Problem statement — List every line in the material below that contains the string "snowy", matching case exactly.

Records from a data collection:
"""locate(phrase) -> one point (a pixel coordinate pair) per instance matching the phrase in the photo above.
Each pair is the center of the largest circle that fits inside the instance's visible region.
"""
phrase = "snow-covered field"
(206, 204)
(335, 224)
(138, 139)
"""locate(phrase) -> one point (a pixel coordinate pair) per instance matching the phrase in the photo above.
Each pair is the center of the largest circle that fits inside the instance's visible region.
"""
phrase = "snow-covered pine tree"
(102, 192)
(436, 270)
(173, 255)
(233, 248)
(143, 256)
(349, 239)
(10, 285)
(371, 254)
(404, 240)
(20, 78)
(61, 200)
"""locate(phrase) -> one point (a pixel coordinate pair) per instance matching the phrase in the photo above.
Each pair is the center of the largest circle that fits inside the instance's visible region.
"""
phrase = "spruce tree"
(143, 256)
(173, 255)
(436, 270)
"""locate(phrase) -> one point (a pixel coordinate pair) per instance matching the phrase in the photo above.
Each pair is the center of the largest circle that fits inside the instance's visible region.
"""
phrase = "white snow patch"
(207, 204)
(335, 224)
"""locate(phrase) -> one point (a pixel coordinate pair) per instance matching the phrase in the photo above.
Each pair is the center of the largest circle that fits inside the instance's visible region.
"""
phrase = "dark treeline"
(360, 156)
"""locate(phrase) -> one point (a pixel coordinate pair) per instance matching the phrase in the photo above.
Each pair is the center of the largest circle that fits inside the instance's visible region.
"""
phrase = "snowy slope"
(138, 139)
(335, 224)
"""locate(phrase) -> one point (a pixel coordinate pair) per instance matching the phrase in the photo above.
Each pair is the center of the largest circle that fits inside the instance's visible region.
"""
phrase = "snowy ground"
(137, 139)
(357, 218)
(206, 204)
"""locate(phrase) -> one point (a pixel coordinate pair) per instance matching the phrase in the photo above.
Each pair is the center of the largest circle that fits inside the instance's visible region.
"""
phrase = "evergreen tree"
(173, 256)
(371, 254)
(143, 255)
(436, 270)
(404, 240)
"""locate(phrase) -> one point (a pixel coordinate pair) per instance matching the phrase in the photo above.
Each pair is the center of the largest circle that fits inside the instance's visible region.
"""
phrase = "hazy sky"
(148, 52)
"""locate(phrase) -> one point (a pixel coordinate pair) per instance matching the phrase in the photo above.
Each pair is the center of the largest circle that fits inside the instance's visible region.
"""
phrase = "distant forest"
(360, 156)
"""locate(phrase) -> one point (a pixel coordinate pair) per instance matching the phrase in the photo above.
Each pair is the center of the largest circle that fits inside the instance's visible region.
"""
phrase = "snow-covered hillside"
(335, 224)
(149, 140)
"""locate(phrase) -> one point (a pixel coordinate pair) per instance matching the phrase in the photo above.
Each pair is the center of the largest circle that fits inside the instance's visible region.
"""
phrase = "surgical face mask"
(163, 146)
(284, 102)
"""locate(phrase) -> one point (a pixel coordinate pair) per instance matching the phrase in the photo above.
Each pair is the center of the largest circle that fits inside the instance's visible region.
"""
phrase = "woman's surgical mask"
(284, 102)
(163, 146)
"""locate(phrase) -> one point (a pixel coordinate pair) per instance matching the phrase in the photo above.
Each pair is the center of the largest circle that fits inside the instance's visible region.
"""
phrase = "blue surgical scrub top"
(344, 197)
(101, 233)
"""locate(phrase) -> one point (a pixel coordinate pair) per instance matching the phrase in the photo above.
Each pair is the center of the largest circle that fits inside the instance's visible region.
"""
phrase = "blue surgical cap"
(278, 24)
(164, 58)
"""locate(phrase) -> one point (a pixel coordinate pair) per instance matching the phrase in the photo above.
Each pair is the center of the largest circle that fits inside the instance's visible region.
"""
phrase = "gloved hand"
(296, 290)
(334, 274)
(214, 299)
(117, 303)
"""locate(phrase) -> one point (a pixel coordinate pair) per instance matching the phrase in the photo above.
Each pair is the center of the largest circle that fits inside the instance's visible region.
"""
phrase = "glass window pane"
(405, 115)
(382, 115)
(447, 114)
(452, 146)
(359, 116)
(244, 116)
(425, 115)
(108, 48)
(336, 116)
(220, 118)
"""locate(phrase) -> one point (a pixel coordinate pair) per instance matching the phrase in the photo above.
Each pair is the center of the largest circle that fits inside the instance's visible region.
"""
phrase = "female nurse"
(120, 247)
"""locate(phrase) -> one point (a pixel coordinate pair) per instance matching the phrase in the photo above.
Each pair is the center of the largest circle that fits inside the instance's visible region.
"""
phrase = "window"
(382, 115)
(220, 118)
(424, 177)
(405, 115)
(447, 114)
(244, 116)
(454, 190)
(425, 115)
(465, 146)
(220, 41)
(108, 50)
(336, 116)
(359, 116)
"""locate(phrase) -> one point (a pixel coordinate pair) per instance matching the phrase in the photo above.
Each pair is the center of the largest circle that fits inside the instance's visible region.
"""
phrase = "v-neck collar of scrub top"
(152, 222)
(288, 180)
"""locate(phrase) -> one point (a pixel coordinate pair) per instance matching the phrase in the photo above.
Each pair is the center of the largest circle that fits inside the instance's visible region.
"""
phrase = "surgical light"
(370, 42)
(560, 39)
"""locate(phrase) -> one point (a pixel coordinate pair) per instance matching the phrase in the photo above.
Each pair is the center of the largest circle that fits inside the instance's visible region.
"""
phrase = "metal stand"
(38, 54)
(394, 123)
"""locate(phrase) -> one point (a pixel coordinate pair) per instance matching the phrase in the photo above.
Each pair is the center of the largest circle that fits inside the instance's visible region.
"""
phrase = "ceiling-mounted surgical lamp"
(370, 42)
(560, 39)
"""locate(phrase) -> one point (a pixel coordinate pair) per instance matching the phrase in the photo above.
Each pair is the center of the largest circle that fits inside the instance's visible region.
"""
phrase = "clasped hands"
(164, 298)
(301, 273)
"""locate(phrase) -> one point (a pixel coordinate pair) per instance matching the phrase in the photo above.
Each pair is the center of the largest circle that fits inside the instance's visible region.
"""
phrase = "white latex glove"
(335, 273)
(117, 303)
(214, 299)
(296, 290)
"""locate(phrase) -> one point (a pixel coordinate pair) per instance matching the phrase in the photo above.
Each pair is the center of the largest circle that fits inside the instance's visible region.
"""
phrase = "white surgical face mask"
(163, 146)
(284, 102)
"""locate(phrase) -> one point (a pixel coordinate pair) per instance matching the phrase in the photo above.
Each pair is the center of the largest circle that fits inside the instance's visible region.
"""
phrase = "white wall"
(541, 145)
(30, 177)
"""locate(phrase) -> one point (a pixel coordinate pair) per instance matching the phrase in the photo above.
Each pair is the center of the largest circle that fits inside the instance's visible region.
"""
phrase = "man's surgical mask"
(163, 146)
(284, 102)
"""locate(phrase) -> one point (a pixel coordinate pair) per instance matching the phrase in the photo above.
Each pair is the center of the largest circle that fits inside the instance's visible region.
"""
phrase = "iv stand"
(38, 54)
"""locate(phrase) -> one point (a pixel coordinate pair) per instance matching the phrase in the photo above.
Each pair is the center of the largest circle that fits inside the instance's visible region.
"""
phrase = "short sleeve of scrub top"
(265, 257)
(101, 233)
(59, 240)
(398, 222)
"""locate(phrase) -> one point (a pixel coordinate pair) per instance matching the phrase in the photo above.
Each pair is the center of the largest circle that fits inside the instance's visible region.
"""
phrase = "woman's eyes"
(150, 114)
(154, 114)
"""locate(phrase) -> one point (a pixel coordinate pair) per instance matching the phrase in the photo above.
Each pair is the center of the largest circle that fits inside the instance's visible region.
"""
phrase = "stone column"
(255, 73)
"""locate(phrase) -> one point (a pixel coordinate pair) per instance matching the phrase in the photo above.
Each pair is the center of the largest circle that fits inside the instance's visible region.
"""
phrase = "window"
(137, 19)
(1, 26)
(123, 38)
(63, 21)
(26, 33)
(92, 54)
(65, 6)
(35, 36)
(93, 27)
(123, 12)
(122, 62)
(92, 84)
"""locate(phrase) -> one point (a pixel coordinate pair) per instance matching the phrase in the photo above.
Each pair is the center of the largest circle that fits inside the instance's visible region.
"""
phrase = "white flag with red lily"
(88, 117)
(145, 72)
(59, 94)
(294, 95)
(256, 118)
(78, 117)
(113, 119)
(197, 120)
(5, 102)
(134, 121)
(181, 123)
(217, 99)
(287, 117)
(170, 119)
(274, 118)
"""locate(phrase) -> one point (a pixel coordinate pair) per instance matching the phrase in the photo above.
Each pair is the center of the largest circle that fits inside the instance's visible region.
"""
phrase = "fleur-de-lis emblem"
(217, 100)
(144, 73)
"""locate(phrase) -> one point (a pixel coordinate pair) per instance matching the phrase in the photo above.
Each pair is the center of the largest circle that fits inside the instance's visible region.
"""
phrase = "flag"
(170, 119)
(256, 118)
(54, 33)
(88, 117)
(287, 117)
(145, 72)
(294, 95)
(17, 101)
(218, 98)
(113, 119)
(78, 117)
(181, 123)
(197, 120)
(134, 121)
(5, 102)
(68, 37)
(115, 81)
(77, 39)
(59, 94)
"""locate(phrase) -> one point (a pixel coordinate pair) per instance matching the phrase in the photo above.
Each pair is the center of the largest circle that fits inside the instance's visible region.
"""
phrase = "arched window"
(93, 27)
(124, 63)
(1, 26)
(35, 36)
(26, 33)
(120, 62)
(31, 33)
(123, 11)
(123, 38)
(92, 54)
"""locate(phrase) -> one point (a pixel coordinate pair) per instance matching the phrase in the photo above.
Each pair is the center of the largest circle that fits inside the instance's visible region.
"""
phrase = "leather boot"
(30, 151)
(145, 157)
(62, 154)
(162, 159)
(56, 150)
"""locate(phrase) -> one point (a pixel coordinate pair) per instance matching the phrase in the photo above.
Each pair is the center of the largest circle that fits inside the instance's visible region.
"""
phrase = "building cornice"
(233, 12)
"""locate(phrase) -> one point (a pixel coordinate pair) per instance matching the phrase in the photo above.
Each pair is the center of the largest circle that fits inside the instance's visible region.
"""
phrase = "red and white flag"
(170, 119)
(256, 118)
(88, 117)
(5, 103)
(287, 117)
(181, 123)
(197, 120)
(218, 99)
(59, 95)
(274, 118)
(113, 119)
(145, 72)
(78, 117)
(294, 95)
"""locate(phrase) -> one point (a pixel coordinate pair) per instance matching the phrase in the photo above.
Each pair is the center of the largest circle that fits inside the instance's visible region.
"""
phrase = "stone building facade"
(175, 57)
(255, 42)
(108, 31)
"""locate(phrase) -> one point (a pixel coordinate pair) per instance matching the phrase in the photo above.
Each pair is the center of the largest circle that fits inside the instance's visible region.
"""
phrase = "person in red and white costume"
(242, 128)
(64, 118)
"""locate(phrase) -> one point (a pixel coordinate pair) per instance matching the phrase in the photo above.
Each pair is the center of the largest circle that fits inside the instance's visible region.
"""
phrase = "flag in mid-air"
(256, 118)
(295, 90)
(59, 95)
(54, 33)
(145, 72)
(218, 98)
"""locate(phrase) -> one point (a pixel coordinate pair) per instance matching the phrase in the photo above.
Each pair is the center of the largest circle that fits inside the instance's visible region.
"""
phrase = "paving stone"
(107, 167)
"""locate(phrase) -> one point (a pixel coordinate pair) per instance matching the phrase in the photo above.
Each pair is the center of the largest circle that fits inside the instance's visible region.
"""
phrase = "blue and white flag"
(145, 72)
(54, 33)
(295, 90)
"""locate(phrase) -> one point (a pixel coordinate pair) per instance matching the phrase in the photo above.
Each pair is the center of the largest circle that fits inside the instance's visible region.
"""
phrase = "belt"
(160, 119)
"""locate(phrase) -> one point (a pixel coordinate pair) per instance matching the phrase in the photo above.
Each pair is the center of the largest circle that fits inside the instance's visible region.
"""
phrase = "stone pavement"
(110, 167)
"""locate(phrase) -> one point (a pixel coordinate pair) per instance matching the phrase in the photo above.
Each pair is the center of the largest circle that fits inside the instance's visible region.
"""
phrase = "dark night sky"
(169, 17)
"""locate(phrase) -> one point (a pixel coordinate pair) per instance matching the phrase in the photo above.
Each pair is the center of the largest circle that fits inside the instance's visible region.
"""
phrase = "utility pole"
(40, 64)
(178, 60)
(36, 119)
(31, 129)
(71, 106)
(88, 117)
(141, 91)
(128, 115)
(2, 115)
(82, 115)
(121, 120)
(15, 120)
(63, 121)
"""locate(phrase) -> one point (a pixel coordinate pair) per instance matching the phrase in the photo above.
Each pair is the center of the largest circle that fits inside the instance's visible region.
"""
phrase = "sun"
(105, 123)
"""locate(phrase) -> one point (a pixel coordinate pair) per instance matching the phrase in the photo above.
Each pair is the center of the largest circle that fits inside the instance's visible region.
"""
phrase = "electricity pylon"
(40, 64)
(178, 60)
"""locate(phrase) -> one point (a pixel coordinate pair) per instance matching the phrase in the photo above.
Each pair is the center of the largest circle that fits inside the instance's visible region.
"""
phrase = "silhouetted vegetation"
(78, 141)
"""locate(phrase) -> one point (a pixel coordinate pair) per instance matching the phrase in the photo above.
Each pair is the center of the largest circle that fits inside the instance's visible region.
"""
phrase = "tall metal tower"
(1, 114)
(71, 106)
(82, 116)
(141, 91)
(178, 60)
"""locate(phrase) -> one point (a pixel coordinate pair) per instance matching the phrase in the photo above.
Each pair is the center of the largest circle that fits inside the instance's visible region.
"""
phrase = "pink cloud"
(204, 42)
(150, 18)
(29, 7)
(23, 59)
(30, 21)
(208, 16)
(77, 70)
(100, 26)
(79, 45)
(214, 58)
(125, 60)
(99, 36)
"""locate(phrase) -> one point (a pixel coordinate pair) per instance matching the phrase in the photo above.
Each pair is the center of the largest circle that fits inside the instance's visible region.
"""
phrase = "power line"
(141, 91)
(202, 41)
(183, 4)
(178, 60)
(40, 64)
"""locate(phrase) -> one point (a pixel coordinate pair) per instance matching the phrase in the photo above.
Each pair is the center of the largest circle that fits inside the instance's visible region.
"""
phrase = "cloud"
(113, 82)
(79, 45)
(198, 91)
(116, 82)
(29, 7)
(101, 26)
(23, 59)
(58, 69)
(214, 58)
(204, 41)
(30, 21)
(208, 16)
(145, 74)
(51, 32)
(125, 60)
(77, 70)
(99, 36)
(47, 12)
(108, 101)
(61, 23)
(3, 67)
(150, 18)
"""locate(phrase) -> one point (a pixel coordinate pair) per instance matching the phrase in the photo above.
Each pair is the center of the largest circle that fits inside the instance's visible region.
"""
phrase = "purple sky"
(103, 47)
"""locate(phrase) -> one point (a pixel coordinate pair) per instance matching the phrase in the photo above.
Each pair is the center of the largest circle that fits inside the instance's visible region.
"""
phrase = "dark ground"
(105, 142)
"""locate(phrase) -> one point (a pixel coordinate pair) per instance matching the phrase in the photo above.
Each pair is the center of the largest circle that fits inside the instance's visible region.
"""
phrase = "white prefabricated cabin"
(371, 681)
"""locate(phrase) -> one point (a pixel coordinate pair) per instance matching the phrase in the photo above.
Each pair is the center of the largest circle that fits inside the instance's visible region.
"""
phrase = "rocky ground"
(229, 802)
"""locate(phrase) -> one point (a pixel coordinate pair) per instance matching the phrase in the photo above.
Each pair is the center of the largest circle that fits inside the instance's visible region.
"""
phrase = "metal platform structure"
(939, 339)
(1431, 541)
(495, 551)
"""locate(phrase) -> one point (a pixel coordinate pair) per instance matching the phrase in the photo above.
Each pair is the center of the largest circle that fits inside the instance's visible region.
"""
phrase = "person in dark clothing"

Full output —
phrase = "snowy slope"
phrase = "snowy ground"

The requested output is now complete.